Reproduce each entry exactly as it reads. Leave the images out.

START EXERCISE MATERIAL

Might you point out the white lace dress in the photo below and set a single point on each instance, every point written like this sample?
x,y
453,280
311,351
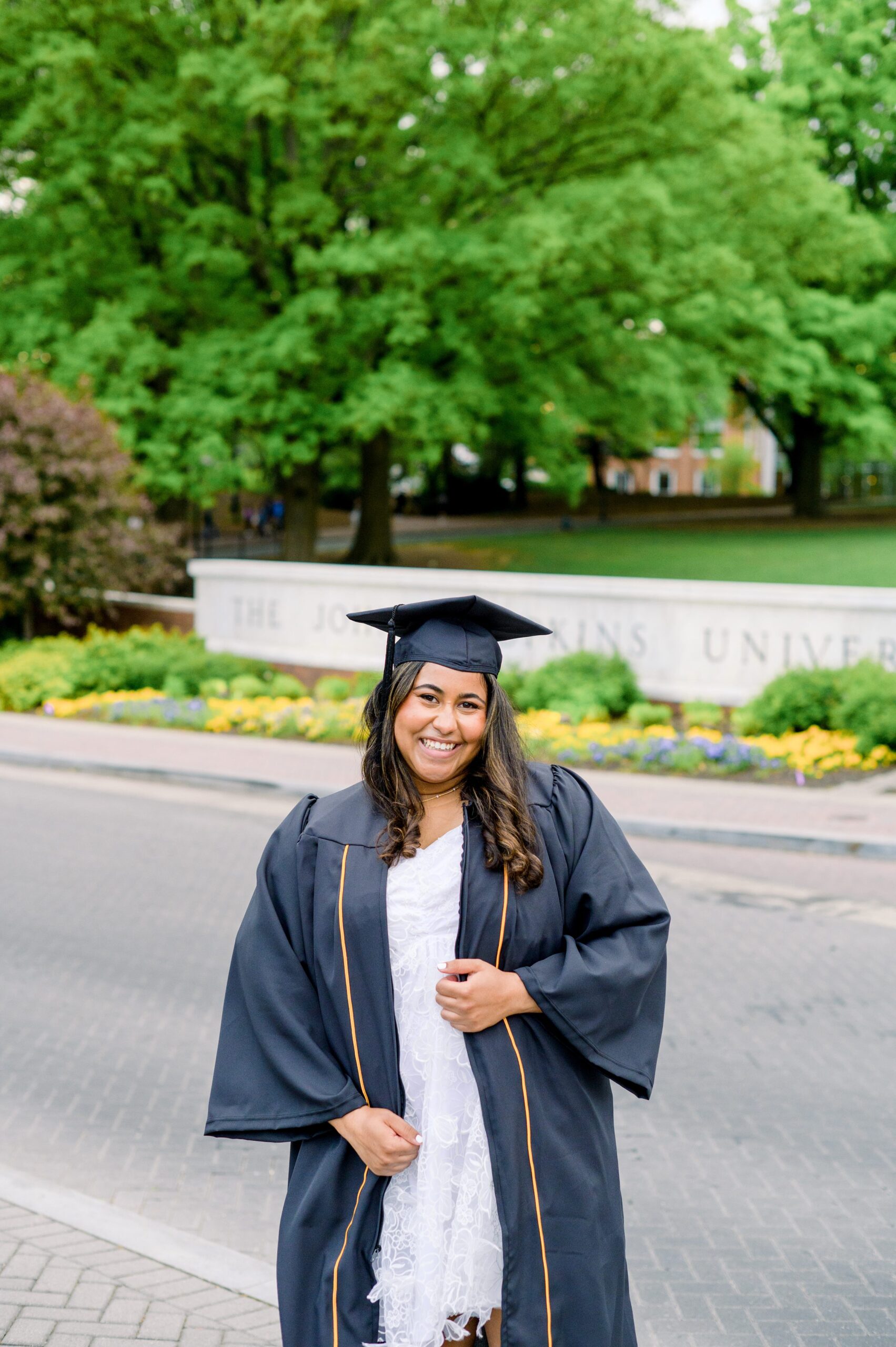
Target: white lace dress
x,y
441,1257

END EXERCISE MATERIAL

> _FINISHED TASK_:
Might you point out the white lace dress in the photo below and set a single point on each instance, every point written like this sample?
x,y
453,280
311,351
Target: white lace dress
x,y
441,1257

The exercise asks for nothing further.